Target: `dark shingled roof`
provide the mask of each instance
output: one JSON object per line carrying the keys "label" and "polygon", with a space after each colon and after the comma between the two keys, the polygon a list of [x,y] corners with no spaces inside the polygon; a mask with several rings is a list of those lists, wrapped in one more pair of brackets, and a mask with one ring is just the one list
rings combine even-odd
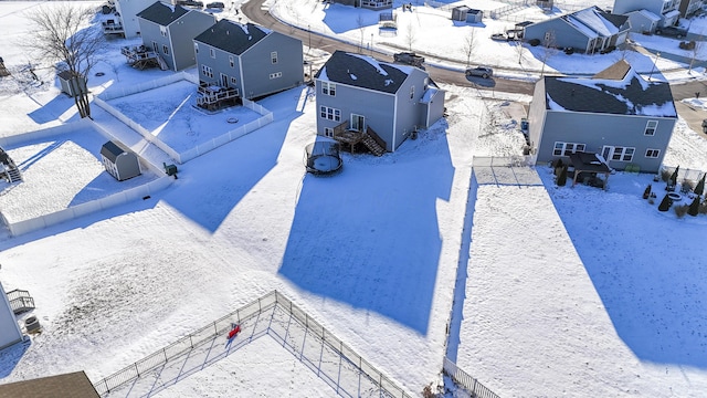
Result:
{"label": "dark shingled roof", "polygon": [[253,23],[236,23],[229,20],[220,20],[213,27],[201,32],[194,41],[223,50],[230,54],[241,55],[270,34],[265,28]]}
{"label": "dark shingled roof", "polygon": [[315,78],[393,94],[408,78],[408,73],[403,72],[405,70],[412,70],[412,66],[394,65],[337,50]]}
{"label": "dark shingled roof", "polygon": [[551,102],[571,112],[677,117],[667,82],[645,82],[633,71],[623,80],[545,77],[546,108]]}
{"label": "dark shingled roof", "polygon": [[161,27],[167,27],[189,11],[190,10],[181,6],[165,4],[156,1],[152,6],[140,11],[137,15]]}
{"label": "dark shingled roof", "polygon": [[0,397],[99,398],[83,371],[0,385]]}
{"label": "dark shingled roof", "polygon": [[117,146],[114,142],[107,142],[103,144],[101,148],[101,155],[105,156],[106,159],[115,163],[115,159],[120,156],[120,154],[125,153],[119,146]]}

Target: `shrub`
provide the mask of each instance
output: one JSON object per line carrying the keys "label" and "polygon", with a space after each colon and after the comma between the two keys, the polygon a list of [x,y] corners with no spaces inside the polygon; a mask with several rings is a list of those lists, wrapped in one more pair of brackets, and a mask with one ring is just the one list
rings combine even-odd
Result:
{"label": "shrub", "polygon": [[685,214],[687,213],[688,208],[689,208],[689,206],[687,206],[687,205],[676,206],[675,207],[675,214],[677,216],[677,218],[685,217]]}
{"label": "shrub", "polygon": [[699,213],[699,197],[695,196],[693,202],[689,203],[689,208],[687,209],[687,213],[695,217]]}
{"label": "shrub", "polygon": [[663,197],[661,200],[661,205],[658,205],[658,211],[667,211],[673,205],[673,199],[671,199],[667,195]]}

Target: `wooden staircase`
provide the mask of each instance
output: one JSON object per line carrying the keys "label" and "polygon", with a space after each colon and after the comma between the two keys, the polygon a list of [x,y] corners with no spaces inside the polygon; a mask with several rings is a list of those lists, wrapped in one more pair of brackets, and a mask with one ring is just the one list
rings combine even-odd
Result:
{"label": "wooden staircase", "polygon": [[15,289],[8,292],[8,301],[15,315],[34,310],[34,298],[30,296],[28,291]]}

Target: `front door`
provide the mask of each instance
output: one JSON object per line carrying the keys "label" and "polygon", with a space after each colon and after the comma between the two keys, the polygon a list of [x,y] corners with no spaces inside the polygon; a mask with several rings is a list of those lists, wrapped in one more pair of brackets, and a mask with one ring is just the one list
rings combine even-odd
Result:
{"label": "front door", "polygon": [[351,114],[351,129],[363,132],[366,129],[366,117],[363,115]]}

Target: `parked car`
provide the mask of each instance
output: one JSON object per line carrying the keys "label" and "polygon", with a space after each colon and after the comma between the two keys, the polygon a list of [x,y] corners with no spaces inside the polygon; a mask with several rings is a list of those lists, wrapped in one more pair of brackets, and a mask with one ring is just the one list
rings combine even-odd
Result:
{"label": "parked car", "polygon": [[467,67],[466,75],[488,78],[494,75],[494,70],[488,66]]}
{"label": "parked car", "polygon": [[669,35],[676,39],[683,39],[687,35],[687,30],[677,27],[663,27],[655,30],[655,34]]}

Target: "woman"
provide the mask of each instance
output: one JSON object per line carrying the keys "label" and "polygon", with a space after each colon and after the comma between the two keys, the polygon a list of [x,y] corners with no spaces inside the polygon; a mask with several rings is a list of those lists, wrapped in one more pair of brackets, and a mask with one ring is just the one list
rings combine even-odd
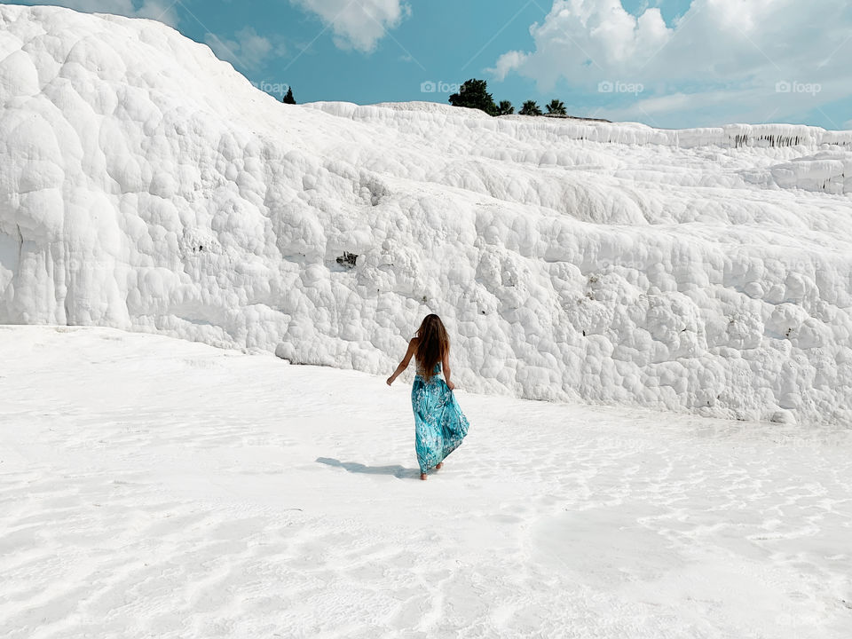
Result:
{"label": "woman", "polygon": [[[406,356],[388,377],[388,386],[408,367],[412,356],[417,362],[417,375],[411,387],[411,407],[414,412],[414,448],[420,464],[420,478],[426,479],[430,469],[440,469],[444,459],[459,447],[468,434],[468,420],[459,407],[450,381],[450,338],[444,322],[427,315],[408,343]],[[441,367],[444,369],[444,378]]]}

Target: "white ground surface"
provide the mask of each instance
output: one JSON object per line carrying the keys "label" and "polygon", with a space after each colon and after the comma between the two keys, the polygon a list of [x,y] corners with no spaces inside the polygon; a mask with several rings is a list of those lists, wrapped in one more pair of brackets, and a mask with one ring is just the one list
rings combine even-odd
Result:
{"label": "white ground surface", "polygon": [[289,106],[6,4],[0,106],[2,323],[378,374],[438,312],[470,390],[852,425],[852,131]]}
{"label": "white ground surface", "polygon": [[852,628],[852,433],[459,394],[0,328],[0,636],[813,637]]}

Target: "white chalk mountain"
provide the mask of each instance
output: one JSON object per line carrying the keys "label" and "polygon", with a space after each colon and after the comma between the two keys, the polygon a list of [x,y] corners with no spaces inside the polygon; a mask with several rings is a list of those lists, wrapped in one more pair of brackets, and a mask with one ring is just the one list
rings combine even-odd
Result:
{"label": "white chalk mountain", "polygon": [[0,322],[390,373],[435,312],[469,390],[852,422],[852,132],[289,106],[43,6],[0,101]]}

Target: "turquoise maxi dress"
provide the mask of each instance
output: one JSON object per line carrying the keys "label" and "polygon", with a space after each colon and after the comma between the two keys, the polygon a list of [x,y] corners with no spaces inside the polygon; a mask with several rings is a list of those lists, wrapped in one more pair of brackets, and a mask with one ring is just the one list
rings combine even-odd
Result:
{"label": "turquoise maxi dress", "polygon": [[441,365],[438,364],[435,375],[426,382],[418,369],[411,387],[414,447],[422,473],[435,468],[458,448],[469,426],[453,391],[443,376],[438,376],[440,373]]}

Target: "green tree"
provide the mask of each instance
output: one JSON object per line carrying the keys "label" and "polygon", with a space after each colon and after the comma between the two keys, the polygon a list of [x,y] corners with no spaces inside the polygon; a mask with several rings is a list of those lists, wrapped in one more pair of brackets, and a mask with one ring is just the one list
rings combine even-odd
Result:
{"label": "green tree", "polygon": [[551,115],[567,115],[565,112],[565,103],[562,100],[552,99],[548,105],[548,113]]}
{"label": "green tree", "polygon": [[497,106],[497,114],[498,115],[511,115],[515,113],[515,107],[512,106],[512,103],[509,100],[501,100],[500,104]]}
{"label": "green tree", "polygon": [[535,103],[535,100],[527,100],[524,103],[524,106],[521,107],[521,110],[518,111],[521,115],[540,115],[541,109],[539,108],[539,106]]}
{"label": "green tree", "polygon": [[467,106],[485,111],[489,115],[497,114],[497,105],[488,92],[488,83],[485,80],[471,78],[459,89],[458,93],[450,96],[450,104],[454,106]]}

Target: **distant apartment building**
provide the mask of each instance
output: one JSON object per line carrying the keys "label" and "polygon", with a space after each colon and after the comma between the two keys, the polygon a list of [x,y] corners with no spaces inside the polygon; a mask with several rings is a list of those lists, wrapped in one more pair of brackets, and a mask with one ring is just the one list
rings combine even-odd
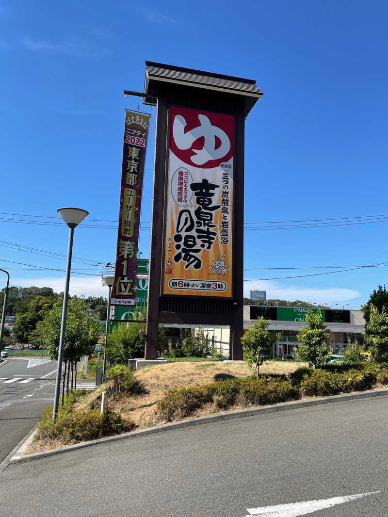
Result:
{"label": "distant apartment building", "polygon": [[265,291],[260,291],[258,289],[253,289],[249,291],[249,298],[251,300],[265,300],[266,293]]}

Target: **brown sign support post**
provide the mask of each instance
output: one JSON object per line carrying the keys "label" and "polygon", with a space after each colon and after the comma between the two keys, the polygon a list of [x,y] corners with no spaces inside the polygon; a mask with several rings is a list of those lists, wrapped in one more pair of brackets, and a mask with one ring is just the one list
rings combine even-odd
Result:
{"label": "brown sign support post", "polygon": [[157,358],[159,324],[181,323],[229,325],[242,359],[244,121],[263,94],[252,80],[145,65],[143,102],[157,113],[144,358]]}

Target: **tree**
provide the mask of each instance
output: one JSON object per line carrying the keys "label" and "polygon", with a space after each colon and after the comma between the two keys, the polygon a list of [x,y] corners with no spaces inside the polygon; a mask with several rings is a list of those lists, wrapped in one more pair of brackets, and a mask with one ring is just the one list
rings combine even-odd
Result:
{"label": "tree", "polygon": [[17,342],[38,344],[38,336],[34,333],[36,325],[52,309],[54,301],[53,298],[46,296],[30,296],[16,302],[16,322],[12,332]]}
{"label": "tree", "polygon": [[369,320],[365,325],[364,337],[372,358],[379,364],[388,362],[388,313],[385,307],[379,311],[373,303],[370,304]]}
{"label": "tree", "polygon": [[361,310],[363,311],[366,323],[368,323],[369,321],[371,305],[374,306],[379,312],[381,312],[383,307],[385,307],[386,310],[388,310],[388,291],[385,288],[385,284],[384,287],[379,285],[377,291],[374,289],[366,303],[361,306]]}
{"label": "tree", "polygon": [[[139,310],[140,320],[145,318],[145,309]],[[142,335],[139,331],[144,331]],[[145,322],[133,323],[123,322],[108,334],[107,343],[107,357],[108,360],[116,363],[127,364],[129,359],[143,357],[145,344]],[[162,325],[158,328],[158,349],[165,347],[165,329]]]}
{"label": "tree", "polygon": [[[58,358],[63,301],[56,302],[46,317],[37,325],[37,334],[47,347],[51,359]],[[67,306],[66,327],[65,332],[63,361],[62,403],[65,382],[67,375],[67,391],[71,372],[71,388],[74,379],[77,386],[77,364],[83,355],[89,354],[98,339],[100,329],[95,316],[91,315],[90,309],[83,298],[70,298]]]}
{"label": "tree", "polygon": [[271,323],[271,320],[264,320],[261,316],[255,323],[249,325],[241,338],[244,360],[255,372],[258,379],[259,367],[272,357],[272,345],[276,340],[280,339],[280,332],[274,333],[267,330]]}
{"label": "tree", "polygon": [[108,360],[127,364],[129,359],[143,357],[145,339],[139,335],[139,331],[145,328],[145,323],[119,324],[108,337]]}
{"label": "tree", "polygon": [[[0,307],[3,307],[4,301],[4,294],[5,288],[0,291]],[[7,297],[7,307],[6,308],[6,314],[10,315],[15,315],[15,306],[17,302],[29,296],[46,296],[48,298],[53,298],[56,299],[59,295],[54,293],[51,287],[37,287],[33,286],[31,287],[21,287],[11,285],[8,290],[8,295]],[[63,293],[62,293],[63,296]]]}
{"label": "tree", "polygon": [[308,326],[301,327],[296,336],[302,344],[295,349],[295,355],[301,360],[308,361],[309,366],[321,368],[327,363],[333,353],[328,342],[330,330],[322,321],[321,311],[315,313],[307,311],[306,321]]}

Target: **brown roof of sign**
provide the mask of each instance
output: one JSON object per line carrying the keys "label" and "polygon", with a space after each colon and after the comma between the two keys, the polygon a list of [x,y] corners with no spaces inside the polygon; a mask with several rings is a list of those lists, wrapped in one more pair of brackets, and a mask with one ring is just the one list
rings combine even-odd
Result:
{"label": "brown roof of sign", "polygon": [[157,95],[157,83],[159,81],[243,95],[245,98],[246,116],[257,100],[263,95],[263,92],[256,86],[256,81],[252,79],[172,66],[151,61],[145,62],[145,67],[144,93],[150,93],[150,96],[144,98],[144,104],[156,104],[156,99],[152,98],[152,95]]}

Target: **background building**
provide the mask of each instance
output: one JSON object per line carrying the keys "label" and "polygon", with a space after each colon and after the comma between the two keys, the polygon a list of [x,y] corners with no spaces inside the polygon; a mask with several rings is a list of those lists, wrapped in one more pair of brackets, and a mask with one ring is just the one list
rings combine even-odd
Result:
{"label": "background building", "polygon": [[[248,328],[251,323],[257,321],[260,316],[270,320],[268,330],[280,332],[281,338],[273,346],[274,357],[293,356],[293,348],[300,344],[296,335],[301,327],[307,327],[305,307],[270,307],[261,306],[244,306],[244,328]],[[317,309],[313,309],[316,312]],[[348,340],[354,343],[363,343],[362,332],[365,328],[365,321],[362,311],[341,309],[321,309],[322,320],[330,330],[329,343],[333,353],[338,354],[344,345],[348,345]]]}
{"label": "background building", "polygon": [[265,291],[260,291],[258,289],[254,289],[249,291],[249,298],[251,300],[265,300]]}

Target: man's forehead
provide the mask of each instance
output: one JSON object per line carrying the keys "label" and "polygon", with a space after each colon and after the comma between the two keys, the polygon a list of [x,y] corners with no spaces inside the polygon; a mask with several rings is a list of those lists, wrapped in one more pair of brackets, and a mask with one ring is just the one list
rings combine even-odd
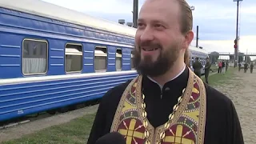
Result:
{"label": "man's forehead", "polygon": [[138,20],[162,21],[178,18],[178,6],[177,0],[146,0],[142,6]]}

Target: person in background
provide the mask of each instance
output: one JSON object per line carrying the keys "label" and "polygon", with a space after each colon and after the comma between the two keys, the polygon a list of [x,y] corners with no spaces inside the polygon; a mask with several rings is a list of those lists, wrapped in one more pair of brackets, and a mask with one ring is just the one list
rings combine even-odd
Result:
{"label": "person in background", "polygon": [[210,62],[209,58],[206,58],[206,64],[205,66],[205,78],[206,78],[206,82],[208,84],[208,77],[210,74],[211,63]]}
{"label": "person in background", "polygon": [[250,62],[250,73],[253,73],[254,66],[254,62]]}
{"label": "person in background", "polygon": [[220,61],[218,63],[218,73],[222,74],[222,62]]}
{"label": "person in background", "polygon": [[222,60],[222,74],[225,74],[225,61]]}
{"label": "person in background", "polygon": [[228,61],[226,61],[226,71],[227,71],[227,68],[229,67],[229,62]]}
{"label": "person in background", "polygon": [[246,62],[243,68],[244,73],[246,73],[247,70],[248,70],[248,63]]}
{"label": "person in background", "polygon": [[201,69],[202,68],[202,63],[199,62],[198,58],[195,58],[195,62],[193,63],[194,73],[201,78]]}

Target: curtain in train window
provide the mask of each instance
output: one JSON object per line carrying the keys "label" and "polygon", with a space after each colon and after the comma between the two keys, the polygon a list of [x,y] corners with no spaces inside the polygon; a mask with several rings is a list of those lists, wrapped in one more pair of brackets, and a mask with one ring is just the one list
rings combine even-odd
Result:
{"label": "curtain in train window", "polygon": [[67,44],[65,49],[66,72],[79,72],[82,69],[82,45]]}
{"label": "curtain in train window", "polygon": [[94,70],[96,72],[106,70],[106,47],[96,47],[94,51]]}
{"label": "curtain in train window", "polygon": [[117,71],[122,70],[122,50],[117,50],[115,58],[115,67]]}
{"label": "curtain in train window", "polygon": [[132,50],[130,53],[131,53],[130,54],[130,68],[131,68],[131,70],[134,70],[134,62],[133,62],[134,57],[134,51]]}
{"label": "curtain in train window", "polygon": [[26,39],[22,46],[22,73],[24,74],[47,72],[48,44],[46,41]]}

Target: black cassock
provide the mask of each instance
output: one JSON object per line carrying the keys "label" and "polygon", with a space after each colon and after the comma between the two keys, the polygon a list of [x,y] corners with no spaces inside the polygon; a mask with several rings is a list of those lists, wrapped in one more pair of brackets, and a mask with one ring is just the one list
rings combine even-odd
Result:
{"label": "black cassock", "polygon": [[[165,124],[173,111],[173,106],[187,86],[189,70],[178,78],[160,86],[148,77],[142,78],[146,98],[147,119],[155,128]],[[110,133],[121,97],[131,81],[109,90],[102,98],[88,139],[94,144],[100,137]],[[243,144],[243,137],[237,112],[231,100],[217,90],[204,83],[206,92],[206,118],[205,144]]]}

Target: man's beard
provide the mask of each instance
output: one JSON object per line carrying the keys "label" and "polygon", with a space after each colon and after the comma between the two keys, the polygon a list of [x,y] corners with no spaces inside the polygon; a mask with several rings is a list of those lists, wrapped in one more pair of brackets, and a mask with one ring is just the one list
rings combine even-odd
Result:
{"label": "man's beard", "polygon": [[[160,54],[155,62],[150,55],[141,58],[141,47],[135,48],[134,50],[134,58],[133,63],[139,74],[148,75],[150,77],[158,77],[166,74],[171,69],[178,59],[179,49],[178,43],[174,43],[163,50],[162,46],[159,44],[144,43],[145,46],[150,46],[152,48],[158,47],[160,49]],[[143,45],[142,45],[143,46]]]}

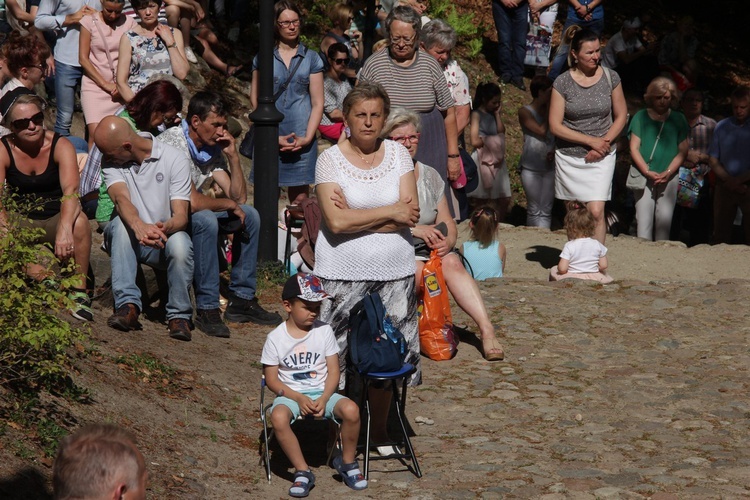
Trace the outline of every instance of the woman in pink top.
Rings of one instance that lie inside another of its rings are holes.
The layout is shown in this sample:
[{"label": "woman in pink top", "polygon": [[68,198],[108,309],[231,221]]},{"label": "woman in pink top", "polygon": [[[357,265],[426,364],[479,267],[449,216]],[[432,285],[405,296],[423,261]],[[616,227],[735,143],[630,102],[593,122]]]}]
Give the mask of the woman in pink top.
[{"label": "woman in pink top", "polygon": [[120,38],[136,24],[133,18],[122,13],[124,0],[101,0],[101,3],[101,12],[84,16],[80,21],[81,104],[89,132],[89,147],[102,118],[114,115],[124,104],[115,81]]}]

| Work instructions |
Write out once more the lines above beginning at the line with "Trace the outline"; continue through the final line and stop there.

| Full answer |
Trace the outline of every instance of the woman in pink top.
Rings of one instance that lie inside another of its rings are holes.
The layout is shown in this sample:
[{"label": "woman in pink top", "polygon": [[68,198],[108,309],[231,221]]},{"label": "woman in pink top", "polygon": [[[357,265],[426,364],[479,267],[449,216]],[[432,285],[405,296],[423,261]],[[616,227],[735,143],[630,102],[593,122]]]}]
Give the mask of the woman in pink top.
[{"label": "woman in pink top", "polygon": [[120,38],[136,24],[133,18],[122,13],[124,0],[101,0],[101,3],[101,12],[84,16],[80,21],[81,104],[89,132],[89,147],[102,118],[114,115],[124,104],[115,81]]}]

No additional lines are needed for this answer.